_TO DO_
**a)** Reproduce the passage of the quarterly financial discussion that runs from "Selling, general and" up to and including "exclude Westbrooke's results.".
**b)** According to the quarterly financial discussion, what was the interest expense for the three months ended June 30, 1998?

_SOURCE TEXT_

◇ ◇ ◇ ◇ ◇ ◇ ◇

Cost of sales increased by 94.0%, to $86.4 million in the three months ended
June 30, 1998, from $44.5 million in the comparable period of 1997. The increase
was attributable to the increase in revenues. As a percentage of revenues, cost
of sales for the quarter increased to 83.8% in 1998 from 81.6 % in 1997. The
increase in cost of sales as a percentage of revenues is due primarily to the
acquisition of Westbrooke. Generally, the margins on the homes sold in South
Florida will carry lower margins due to the impact of higher land cost relative
to sales price. Excluding Westbrooke, as a percentage of revenues, cost of sales
increased slightly to 82.2% in 1998 from 81.6% in 1997.
Selling, general and administrative (SG&A) expense increased by 69.7%, to $11.0
million in the three months ended June 30, 1998, from $6.5 million in the
comparable period of 1997. As a percentage of revenues, SG&A expense decreased
slightly to 10.7% in 1998, from 11.9% in 1997. Excluding Westbrooke, SG&A
expense increased by 41.8% to $9.2 million. This increase was caused by the
expansion into Nashville, Tennessee as well as the growth in the Company's Texas
markets as reflected in the 32.2% increase in revenues second quarter 1998 and
the 86.8% increase in the backlog at the end of June 1998 versus June 1997. Both
numbers exclude Westbrooke's results.
Interest expense amounted to $314,000 in the three months ended June 30, 1998,
compared to $402,000 in the comparable period of 1997. The Company follows a
policy of capitalizing interest only on inventory under construction or
development. During the three months ended June 30, 1998 and 1997, the Company
expensed a portion of incurred interest and other financing costs on those
completed homes held in inventory. This expense decreased due to the decrease in
the average number of completed homes held in inventory for the quarter ending
June 30, 1998 compared to the quarter ending June 30, 1997. Capitalized interest
and other financing costs are included in cost of sales at the time of home
closings.
The Company's provision for income taxes decreased as a percentage of earnings
before taxes to 37.5% for the three months ended June 30, 1998, compared to
39.1% for the three months ended June 30, 1997. Under a tax allocation agreement
with Pacific USA, the Company is required to calculate its federal corporate
income tax liability as if it filed a separate federal income tax return for
each period and to pay Pacific USA the sum which would result from such
calculation if the Company were subject to federal corporate income tax and
filed a separate tax return. The Company recognized federal income tax expense
under the tax allocation agreement amounting to $1,911,000 for the three months
ended June 30, 1998 compared to $1,162,000 for the three months ended June 30,
1997.

◇ ◇ ◇ ◇ ◇ ◇ ◇

_PROVIDED INFORMATION_
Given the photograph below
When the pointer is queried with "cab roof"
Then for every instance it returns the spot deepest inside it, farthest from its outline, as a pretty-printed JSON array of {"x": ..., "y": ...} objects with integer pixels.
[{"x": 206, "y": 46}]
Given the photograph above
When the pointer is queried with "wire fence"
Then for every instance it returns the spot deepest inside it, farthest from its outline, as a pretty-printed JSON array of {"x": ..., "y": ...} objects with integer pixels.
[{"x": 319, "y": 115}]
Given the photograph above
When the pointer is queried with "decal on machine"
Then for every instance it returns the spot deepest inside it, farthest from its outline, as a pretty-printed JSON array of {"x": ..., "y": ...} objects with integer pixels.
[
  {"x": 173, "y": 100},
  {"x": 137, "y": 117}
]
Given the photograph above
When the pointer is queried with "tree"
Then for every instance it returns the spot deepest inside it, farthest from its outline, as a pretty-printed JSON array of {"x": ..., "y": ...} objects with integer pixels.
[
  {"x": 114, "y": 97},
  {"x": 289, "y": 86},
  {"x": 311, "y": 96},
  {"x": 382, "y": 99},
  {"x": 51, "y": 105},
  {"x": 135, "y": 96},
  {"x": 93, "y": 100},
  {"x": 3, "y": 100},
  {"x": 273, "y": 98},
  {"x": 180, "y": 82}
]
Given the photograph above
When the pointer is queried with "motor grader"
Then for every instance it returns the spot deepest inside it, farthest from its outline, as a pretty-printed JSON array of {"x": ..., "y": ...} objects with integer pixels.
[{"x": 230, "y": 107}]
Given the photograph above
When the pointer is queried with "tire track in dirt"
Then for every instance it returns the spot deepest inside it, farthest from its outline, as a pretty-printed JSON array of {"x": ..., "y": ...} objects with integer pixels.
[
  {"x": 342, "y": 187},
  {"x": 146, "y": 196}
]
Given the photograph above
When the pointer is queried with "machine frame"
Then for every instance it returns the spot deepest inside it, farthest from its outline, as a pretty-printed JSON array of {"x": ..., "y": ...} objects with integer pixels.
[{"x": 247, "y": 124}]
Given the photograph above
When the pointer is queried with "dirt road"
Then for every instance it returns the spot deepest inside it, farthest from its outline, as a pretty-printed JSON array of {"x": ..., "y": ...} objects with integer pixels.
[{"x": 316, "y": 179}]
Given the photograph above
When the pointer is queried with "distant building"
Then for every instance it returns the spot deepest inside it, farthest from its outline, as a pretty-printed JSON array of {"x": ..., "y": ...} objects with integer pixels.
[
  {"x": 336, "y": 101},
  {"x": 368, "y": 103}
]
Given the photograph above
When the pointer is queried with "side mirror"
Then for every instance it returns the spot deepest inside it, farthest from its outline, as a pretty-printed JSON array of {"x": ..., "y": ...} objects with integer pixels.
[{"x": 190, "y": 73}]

◇ ◇ ◇ ◇ ◇ ◇ ◇

_COMPLETE ANSWERS_
**a)**
Selling, general and administrative (SG&A) expense increased by 69.7%, to $11.0
million in the three months ended June 30, 1998, from $6.5 million in the
comparable period of 1997. As a percentage of revenues, SG&A expense decreased
slightly to 10.7% in 1998, from 11.9% in 1997. Excluding Westbrooke, SG&A
expense increased by 41.8% to $9.2 million. This increase was caused by the
expansion into Nashville, Tennessee as well as the growth in the Company's Texas
markets as reflected in the 32.2% increase in revenues second quarter 1998 and
the 86.8% increase in the backlog at the end of June 1998 versus June 1997. Both
numbers exclude Westbrooke's results.

**b)** $314,000